Required action 1
In the personal essay about body comments, how much did the writer weigh at age 12?
Required action 2
Go on with the personal essay about body comments, picking up after its final sentence.

Text excerpt
--------

- “You look great.”
- “Your head looks too big for your body.”
- “Were you trying to lose weight?”
- “You look amazing!”
- “Is everything ok…you’re so skinny…”
- “You look like you’re 14 years old.”
- “Exactly how much weight have you lost?”
- “Don’t eat those potato chips, you’ve come so far!”
- “Are you eating?”
- “You look anorexic…”
I say this with utmost compassion and from the bottom of my heart knowing that no one who has said any of these things to me has meant anything untoward:
Shut the fuck up about my body. Please.
I have struggled with body and weight issues for over 20 years. When I was 12 years old I wrote in my journal about how I had to go on a diet because I was “so fat.” I weighed 118 pounds. Add in a decade after that of truly being significantly overweight (yes, by over 50 pounds, yes, I have pictures to prove it, no you may not see them) and viola, lifelong body image issues. Add in 3 beautiful, thin teenage sisters through the heaviest years and those issues may well go with me to the grave.
It is true that I am currently the closest to that 118 pounds than I ever have been in my adult life. But in the last 20 years I have been more sizes than I can count. No matter how many times it happens, I never get used to my body shifting and becoming unrecognizable to me. My body journey has been, and is, a painful one for me.

--------

Recorded information
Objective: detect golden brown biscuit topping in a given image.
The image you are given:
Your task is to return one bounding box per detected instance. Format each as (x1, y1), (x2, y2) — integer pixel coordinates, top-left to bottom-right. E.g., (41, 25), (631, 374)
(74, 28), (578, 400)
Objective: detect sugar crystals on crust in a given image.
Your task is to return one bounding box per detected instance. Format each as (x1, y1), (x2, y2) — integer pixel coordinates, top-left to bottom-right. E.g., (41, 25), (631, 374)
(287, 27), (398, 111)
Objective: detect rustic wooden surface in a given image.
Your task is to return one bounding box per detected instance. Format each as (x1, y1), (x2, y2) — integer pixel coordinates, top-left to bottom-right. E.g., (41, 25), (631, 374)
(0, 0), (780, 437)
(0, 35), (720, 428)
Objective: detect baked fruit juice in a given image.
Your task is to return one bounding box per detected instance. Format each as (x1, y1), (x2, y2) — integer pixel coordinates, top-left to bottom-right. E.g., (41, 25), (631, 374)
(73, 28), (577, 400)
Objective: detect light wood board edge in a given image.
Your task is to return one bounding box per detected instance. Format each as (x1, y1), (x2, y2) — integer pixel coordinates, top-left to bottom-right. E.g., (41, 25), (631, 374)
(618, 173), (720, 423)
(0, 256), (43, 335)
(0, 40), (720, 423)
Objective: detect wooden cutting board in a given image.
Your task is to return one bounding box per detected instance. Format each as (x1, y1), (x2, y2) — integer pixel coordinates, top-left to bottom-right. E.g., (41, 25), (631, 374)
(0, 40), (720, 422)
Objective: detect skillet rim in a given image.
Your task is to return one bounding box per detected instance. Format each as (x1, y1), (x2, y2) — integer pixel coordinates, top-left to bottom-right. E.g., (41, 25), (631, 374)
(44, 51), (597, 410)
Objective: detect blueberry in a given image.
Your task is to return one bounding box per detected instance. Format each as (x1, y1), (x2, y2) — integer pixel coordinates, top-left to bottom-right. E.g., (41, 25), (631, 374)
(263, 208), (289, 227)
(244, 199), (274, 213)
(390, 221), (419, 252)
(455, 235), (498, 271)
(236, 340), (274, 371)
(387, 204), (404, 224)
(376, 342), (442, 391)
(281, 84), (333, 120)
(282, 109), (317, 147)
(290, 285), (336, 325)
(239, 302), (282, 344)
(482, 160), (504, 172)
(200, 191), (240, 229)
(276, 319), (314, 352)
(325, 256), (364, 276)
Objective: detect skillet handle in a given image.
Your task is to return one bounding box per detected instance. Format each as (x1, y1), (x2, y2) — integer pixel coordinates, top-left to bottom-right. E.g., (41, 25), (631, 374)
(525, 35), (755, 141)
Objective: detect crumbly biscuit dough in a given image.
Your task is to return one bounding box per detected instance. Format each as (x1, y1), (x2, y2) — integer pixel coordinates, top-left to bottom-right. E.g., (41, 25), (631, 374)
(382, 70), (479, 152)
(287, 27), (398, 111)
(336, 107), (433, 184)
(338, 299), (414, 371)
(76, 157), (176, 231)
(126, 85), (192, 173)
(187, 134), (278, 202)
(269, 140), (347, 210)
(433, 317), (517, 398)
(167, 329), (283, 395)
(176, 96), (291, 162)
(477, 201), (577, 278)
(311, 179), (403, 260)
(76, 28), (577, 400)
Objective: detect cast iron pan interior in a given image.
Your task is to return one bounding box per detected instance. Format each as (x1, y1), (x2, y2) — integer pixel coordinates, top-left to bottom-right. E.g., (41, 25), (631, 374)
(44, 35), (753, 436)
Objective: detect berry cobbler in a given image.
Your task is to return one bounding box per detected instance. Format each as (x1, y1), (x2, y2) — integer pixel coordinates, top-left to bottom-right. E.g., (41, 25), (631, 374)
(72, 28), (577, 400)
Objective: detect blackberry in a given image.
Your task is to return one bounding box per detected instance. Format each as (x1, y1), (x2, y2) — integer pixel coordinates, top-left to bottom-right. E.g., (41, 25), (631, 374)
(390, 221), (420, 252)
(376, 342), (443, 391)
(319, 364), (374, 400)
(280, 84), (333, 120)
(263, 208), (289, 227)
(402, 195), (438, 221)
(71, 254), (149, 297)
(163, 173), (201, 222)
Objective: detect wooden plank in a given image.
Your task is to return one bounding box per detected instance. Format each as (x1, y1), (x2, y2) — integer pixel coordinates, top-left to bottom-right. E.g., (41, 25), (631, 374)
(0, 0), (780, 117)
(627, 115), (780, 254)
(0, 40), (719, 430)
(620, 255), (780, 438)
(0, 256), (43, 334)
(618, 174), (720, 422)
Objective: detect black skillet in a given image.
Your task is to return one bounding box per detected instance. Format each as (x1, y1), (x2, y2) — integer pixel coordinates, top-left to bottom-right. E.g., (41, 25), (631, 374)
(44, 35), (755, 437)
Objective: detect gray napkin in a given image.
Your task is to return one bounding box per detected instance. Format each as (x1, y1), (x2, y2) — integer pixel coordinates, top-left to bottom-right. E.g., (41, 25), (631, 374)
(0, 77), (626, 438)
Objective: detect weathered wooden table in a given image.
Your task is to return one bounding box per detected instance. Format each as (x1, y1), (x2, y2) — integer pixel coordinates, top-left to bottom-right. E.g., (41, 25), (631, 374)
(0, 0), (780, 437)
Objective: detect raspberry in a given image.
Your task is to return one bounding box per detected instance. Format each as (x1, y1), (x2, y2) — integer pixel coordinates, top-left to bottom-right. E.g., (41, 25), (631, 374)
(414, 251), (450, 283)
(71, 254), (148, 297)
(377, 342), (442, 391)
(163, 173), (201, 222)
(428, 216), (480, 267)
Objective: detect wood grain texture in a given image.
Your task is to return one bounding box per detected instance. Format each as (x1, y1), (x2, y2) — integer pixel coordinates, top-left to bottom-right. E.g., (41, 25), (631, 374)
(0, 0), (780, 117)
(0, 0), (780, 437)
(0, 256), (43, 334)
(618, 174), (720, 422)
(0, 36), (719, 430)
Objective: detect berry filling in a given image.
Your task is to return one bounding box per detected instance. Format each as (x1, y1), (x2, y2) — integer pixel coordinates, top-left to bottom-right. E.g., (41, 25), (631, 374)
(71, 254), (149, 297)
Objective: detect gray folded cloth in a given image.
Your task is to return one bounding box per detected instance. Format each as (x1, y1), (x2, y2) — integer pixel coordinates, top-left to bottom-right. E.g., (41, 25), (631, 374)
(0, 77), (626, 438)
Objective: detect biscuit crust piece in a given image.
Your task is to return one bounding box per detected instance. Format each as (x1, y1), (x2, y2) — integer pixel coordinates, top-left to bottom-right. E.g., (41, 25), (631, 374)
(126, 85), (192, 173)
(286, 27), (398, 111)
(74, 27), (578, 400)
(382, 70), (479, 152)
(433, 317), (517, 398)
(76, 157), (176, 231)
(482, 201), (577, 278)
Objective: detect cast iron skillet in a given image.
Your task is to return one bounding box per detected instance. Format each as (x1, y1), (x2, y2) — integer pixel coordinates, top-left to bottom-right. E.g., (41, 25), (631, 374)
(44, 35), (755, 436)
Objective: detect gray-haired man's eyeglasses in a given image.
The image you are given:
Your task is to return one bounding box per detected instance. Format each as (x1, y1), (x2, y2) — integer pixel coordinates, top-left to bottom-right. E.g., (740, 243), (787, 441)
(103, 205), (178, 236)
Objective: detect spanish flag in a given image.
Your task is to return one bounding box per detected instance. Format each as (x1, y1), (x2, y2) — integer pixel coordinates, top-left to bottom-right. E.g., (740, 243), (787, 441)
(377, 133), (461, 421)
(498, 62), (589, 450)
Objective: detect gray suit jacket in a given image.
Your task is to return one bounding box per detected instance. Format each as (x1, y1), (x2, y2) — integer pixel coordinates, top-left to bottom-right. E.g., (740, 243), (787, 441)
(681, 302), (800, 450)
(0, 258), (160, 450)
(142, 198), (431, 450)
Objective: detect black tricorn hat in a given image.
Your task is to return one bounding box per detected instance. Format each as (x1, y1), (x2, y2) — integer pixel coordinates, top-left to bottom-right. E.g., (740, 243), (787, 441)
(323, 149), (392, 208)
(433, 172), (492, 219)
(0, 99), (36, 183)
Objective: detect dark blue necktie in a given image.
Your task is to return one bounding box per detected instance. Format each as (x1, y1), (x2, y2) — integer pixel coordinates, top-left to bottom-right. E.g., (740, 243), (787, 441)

--------

Written reply 1
118 pounds.

Written reply 2
Here is the current story: in the months following my separation and then marriage-disolution decision, I was too sad to eat. I was literally nauseas with grief and sadness and could barely consume food. So yes, I lost weight. Yes, for those of you who have asked specifically, it was about 20 pounds. I know because part of my body obsession has me on a scale nearly every day and I have a written record of my weight and various body parts measurements for the last 6 months as my body has morphed and gotten more and more foreign to me.
I remember my sister saying once of being pregnant that she hated how public it was, how strangers commented on her pregnancy and touched her stomach. I told her to relax, people just got excited about a baby. Well in our thinness-obsessed culture, they get excited about weight loss too. So to my sister: I am sorry. I am now painfully aware of how having a personal life experience be physically apparent has an inherent lack of privacy and vulnerability.My weight loss and the way my body looks right now is a direct correlation to one of the most challenging and painful time periods of my life. I don’t need to have my attention brought there or be told about it.
And please, if you are reading this and you think (or know) that you are one of those people with whom I’ve had one of these conversations, please don’t feel bad. I jumped right in there with you and participated in the body/weight conversation. Because the real mindfuck of it all? Liking it. Liking hearing about how thin I am, despite it coming from emotion so intense sometimes it was too much to hold myself upright in the shower; knowing that part of me still believes that there is something inherently better about me because my body is thinner.
I remember in high school, junior year, I ate a pear and half a bagel a day. One for lunch and one for dinner, interchangeably. I got to the point where gnawing hunger in my stomach was a comforting feeling, was actually a soothing sensation. I lost about 30 pounds in just a few months. I absolutely hated myself. And you know what people said? “Star, you look great!”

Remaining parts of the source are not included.